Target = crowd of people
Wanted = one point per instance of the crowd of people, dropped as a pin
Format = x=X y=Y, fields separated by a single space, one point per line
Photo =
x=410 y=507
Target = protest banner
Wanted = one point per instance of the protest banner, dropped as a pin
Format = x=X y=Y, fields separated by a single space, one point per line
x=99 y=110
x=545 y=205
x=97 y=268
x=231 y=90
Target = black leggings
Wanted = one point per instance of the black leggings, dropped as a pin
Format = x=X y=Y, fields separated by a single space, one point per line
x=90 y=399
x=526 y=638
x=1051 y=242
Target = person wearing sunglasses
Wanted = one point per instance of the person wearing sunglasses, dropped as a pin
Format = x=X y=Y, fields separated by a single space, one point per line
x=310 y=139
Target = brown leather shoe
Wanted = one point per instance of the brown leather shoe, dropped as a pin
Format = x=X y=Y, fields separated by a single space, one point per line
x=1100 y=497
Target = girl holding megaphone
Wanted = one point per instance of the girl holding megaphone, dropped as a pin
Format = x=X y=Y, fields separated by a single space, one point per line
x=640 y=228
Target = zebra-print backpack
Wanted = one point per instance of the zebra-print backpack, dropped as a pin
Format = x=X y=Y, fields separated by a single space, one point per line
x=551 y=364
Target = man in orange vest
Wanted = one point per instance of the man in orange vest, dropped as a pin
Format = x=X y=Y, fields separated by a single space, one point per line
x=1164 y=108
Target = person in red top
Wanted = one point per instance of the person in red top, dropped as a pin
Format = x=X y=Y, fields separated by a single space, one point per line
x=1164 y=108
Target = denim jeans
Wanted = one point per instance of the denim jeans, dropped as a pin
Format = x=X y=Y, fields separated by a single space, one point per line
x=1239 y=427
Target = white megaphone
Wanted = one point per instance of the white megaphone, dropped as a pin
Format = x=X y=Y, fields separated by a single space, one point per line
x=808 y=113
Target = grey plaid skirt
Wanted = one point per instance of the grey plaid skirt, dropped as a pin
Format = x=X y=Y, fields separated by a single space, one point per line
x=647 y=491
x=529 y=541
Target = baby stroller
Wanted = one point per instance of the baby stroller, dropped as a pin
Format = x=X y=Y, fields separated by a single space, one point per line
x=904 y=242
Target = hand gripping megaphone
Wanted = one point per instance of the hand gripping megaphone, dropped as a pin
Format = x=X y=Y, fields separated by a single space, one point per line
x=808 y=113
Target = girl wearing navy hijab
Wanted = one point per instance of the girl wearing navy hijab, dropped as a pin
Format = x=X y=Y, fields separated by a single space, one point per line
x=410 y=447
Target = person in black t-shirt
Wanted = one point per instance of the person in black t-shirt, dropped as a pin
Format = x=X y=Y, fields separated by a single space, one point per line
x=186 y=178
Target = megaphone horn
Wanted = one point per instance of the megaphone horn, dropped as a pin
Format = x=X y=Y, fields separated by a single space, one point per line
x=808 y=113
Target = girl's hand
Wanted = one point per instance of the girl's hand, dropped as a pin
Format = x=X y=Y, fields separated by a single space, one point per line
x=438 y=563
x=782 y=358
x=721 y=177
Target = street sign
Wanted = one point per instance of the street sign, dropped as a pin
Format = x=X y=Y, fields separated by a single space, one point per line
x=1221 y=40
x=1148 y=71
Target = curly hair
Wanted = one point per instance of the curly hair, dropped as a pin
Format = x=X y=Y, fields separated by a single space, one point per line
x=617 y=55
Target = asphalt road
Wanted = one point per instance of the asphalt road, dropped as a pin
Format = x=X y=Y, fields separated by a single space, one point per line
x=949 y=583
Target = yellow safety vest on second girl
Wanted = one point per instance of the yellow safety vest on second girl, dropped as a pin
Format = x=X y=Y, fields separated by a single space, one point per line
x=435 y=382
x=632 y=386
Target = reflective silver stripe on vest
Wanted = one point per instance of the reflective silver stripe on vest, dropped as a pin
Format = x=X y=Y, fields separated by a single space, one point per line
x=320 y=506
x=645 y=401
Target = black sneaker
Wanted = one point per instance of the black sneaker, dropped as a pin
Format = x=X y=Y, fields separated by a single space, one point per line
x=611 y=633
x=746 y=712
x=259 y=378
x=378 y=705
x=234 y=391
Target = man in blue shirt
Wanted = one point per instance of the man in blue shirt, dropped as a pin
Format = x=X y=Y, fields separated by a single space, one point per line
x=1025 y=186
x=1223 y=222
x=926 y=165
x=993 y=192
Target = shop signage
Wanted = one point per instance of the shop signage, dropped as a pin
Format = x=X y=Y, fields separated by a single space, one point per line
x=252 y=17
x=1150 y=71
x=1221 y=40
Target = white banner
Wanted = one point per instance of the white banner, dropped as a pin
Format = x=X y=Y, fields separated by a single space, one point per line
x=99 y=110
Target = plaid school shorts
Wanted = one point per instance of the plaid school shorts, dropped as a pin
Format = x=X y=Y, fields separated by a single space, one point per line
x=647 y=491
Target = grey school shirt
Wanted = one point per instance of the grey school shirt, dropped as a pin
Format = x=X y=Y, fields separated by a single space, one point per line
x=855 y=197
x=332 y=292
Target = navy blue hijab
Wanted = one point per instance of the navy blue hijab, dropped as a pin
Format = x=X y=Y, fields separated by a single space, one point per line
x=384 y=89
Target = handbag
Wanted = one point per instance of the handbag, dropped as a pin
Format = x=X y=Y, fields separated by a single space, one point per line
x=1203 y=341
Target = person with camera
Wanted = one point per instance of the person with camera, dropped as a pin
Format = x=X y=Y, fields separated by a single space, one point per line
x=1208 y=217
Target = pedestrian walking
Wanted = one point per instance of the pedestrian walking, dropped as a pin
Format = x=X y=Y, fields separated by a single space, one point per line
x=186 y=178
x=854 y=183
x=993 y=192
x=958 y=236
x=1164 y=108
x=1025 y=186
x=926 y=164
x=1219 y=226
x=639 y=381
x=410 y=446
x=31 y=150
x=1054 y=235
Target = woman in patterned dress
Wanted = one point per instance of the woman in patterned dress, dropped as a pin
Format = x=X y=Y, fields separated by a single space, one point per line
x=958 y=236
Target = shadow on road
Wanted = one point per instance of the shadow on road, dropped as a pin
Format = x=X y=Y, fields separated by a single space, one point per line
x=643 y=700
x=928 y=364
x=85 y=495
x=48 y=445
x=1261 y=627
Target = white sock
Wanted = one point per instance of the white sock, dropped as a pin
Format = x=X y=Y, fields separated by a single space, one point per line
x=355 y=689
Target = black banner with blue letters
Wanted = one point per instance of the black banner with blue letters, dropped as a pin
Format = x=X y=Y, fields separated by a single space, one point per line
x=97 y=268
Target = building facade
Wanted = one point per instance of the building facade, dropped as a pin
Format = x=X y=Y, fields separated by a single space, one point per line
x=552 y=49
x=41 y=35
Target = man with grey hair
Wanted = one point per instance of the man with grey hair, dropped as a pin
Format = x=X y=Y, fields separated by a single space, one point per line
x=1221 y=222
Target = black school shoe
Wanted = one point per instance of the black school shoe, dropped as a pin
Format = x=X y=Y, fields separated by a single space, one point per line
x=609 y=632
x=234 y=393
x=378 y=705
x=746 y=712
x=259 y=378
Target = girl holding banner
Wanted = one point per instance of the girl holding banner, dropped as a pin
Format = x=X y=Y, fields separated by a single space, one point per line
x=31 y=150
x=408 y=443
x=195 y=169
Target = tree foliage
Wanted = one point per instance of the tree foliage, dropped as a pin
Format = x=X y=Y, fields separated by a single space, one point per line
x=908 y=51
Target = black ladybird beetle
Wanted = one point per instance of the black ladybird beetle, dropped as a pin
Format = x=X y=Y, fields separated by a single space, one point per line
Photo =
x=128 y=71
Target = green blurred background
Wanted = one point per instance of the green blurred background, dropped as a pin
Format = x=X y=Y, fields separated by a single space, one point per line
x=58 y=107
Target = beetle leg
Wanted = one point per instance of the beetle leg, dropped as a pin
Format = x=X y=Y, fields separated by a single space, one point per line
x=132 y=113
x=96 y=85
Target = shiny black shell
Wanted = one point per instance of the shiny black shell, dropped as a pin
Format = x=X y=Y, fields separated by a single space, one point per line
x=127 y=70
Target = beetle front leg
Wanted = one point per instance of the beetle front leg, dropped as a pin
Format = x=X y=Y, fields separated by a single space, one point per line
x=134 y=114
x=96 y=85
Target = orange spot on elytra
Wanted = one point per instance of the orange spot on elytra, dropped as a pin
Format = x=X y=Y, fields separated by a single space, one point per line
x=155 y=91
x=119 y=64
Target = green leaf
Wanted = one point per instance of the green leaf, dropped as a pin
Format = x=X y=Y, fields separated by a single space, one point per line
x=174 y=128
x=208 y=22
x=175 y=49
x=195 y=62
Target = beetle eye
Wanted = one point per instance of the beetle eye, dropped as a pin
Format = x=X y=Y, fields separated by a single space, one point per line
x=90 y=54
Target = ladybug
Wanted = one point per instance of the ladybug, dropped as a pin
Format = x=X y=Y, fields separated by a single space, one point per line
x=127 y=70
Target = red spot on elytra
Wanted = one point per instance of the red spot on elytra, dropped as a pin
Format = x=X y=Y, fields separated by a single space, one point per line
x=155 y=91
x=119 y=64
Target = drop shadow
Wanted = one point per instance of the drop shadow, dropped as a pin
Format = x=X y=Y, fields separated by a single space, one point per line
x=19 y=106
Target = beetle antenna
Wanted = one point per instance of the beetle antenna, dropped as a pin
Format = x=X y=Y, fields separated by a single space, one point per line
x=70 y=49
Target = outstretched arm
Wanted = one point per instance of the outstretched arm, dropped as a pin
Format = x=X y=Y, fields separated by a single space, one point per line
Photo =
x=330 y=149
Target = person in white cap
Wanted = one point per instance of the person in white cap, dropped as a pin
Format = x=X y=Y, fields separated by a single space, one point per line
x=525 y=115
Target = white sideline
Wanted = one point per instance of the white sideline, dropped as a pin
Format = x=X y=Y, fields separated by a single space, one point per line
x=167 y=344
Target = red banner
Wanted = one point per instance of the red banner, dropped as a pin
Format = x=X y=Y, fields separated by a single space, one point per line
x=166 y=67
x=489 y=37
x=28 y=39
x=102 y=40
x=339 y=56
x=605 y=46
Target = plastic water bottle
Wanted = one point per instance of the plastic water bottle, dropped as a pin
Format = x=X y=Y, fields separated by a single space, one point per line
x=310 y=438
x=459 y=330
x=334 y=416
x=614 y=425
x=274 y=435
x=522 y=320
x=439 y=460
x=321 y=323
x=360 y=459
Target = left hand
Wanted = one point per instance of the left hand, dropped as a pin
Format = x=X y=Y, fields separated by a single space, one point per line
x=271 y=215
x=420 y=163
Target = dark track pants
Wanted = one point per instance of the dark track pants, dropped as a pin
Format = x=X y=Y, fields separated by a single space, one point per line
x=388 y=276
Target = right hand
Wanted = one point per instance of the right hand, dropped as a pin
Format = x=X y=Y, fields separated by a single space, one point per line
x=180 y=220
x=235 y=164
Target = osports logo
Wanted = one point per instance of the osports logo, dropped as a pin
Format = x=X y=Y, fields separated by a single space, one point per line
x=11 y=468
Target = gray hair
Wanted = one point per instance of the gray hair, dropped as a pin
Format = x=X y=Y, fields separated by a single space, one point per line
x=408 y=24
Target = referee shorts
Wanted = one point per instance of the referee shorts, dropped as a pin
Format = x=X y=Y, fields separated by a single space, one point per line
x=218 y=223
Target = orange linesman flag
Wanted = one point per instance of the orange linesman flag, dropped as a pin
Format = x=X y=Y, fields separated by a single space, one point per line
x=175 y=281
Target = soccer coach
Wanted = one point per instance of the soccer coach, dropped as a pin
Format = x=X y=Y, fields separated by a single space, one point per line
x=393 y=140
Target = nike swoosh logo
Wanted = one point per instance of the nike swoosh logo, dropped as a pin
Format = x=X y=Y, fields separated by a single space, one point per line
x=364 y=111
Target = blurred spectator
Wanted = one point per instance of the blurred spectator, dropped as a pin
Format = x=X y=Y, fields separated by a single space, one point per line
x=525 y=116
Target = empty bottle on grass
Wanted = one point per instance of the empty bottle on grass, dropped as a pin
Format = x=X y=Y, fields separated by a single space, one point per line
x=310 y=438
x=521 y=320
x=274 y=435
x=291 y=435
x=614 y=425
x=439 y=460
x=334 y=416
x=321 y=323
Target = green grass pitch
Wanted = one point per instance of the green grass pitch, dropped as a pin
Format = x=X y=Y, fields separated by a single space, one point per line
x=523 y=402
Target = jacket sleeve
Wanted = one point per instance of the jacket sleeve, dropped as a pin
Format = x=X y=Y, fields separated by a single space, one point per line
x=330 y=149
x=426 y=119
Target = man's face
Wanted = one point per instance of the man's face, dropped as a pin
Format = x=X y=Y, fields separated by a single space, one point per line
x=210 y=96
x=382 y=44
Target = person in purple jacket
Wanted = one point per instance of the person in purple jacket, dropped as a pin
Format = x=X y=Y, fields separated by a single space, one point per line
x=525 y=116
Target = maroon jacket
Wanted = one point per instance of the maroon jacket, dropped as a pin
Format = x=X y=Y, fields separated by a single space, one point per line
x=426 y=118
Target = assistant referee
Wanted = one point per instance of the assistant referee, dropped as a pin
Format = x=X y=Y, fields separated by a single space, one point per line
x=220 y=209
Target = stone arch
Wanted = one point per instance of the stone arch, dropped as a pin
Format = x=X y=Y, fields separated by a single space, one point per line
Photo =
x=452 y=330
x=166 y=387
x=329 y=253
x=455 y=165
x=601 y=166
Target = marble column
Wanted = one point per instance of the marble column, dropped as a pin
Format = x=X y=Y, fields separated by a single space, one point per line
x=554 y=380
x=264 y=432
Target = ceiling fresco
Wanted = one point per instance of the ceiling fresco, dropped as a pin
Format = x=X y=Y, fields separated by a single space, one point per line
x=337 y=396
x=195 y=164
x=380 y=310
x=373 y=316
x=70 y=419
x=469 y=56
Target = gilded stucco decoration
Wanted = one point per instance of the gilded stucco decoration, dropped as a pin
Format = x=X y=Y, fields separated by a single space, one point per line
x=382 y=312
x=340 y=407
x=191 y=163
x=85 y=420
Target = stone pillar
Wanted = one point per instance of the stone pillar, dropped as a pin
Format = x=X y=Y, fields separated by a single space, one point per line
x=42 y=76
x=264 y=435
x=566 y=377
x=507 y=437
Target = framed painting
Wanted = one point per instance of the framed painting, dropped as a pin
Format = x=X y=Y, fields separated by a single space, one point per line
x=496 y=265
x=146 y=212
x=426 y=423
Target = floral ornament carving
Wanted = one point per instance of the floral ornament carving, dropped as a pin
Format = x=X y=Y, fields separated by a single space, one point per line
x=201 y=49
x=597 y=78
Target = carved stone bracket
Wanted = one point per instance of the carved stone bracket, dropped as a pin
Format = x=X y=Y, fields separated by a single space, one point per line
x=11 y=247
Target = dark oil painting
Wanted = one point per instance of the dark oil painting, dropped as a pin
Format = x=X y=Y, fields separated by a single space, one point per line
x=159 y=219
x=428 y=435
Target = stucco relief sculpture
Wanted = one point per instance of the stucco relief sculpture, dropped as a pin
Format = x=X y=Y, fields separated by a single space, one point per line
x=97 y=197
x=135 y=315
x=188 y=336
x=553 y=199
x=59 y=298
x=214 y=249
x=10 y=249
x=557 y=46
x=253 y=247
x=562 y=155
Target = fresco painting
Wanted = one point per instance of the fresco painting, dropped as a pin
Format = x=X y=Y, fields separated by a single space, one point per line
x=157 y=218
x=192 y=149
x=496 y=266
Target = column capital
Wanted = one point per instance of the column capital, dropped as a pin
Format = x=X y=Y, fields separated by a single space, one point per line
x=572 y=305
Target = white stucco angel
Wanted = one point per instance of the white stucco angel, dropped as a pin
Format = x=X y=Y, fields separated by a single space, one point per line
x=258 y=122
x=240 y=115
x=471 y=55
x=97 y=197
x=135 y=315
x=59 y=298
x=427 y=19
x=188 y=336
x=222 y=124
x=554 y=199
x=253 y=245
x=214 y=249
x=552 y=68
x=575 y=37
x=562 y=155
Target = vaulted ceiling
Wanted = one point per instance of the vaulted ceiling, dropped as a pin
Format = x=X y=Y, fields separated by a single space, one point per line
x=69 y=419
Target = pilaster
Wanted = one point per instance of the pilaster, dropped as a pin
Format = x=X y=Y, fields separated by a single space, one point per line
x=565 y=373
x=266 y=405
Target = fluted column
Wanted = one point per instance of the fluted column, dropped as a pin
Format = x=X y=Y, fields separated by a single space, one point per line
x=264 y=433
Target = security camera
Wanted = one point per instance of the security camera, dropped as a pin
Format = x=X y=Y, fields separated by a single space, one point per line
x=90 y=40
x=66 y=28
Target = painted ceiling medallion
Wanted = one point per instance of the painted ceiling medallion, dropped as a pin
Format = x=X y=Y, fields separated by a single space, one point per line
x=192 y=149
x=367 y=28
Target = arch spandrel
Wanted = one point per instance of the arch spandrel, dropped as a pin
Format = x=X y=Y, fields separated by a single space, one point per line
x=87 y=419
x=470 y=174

====================

**Problem requirements**
Please go through the data above and copy each line that has the word "maroon".

**Result for this exercise**
Target = maroon jacket
Wanted = one point per instance of the maroon jacket, dropped as a pin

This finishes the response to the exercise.